Aim: Reproduce only the lines of the listing that begin at the line containing "Question. The photo above holds the distant" and run through the end of the listing, keeping the requests unchanged. Multiply every coordinate in the answers by 0.8, rounding to whole numbers with halves rounded up.

[START]

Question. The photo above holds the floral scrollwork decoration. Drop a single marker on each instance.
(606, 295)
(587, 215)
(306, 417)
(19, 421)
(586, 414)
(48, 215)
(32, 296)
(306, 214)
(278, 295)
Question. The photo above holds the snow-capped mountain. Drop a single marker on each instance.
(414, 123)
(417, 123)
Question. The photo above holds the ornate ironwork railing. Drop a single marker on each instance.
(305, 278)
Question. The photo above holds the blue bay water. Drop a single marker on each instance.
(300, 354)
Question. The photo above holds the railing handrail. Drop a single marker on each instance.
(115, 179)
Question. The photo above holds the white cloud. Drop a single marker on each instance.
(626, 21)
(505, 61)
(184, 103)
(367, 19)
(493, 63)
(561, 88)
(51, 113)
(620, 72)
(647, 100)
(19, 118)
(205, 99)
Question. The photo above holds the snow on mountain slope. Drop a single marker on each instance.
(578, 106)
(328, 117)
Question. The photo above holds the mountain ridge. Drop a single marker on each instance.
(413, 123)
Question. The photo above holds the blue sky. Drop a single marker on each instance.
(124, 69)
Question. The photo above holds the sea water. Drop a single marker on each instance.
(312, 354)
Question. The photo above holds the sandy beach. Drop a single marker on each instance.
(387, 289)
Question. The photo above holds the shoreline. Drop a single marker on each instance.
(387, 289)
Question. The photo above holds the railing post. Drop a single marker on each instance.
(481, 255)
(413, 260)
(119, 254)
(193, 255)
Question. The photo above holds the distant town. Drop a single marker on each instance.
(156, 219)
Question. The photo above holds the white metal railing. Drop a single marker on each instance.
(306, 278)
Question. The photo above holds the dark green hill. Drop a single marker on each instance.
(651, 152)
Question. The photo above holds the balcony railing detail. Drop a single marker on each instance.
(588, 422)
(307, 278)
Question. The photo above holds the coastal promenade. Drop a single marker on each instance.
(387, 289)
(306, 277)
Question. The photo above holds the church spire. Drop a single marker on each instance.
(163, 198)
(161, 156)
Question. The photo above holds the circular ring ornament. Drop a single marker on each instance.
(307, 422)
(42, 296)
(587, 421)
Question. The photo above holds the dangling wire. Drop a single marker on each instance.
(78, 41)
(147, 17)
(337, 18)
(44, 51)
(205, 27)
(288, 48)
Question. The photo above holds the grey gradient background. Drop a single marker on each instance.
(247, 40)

[END]

Exercise response:
Question. The photo above holds the distant town. Drop a single marker on each instance.
(125, 175)
Question. The photo above holds the white metal railing. Drop a single marker on each instance.
(245, 222)
Question. The photo above holds the dark green hill. Drop a single marker on each instance.
(521, 122)
Question. The photo above holds the balcony railing detail. Drop a single marker on each instance.
(470, 338)
(246, 222)
Question. The photo above holds the coastal promenade. Drop a single marker on each instance.
(310, 231)
(245, 222)
Question. The photo above holds the church spire. Drop a single marker on each instance.
(130, 158)
(129, 125)
Question. The photo above holds the circular ring ornament. Drop a single marker on each instance.
(246, 338)
(34, 237)
(470, 337)
Question. The photo above holds the dangling wire. Drop a single marker on each instance.
(62, 33)
(118, 14)
(270, 14)
(35, 41)
(164, 22)
(230, 38)
Question. The photo above holds the grey gradient background. Drop a single marker on each instance.
(198, 32)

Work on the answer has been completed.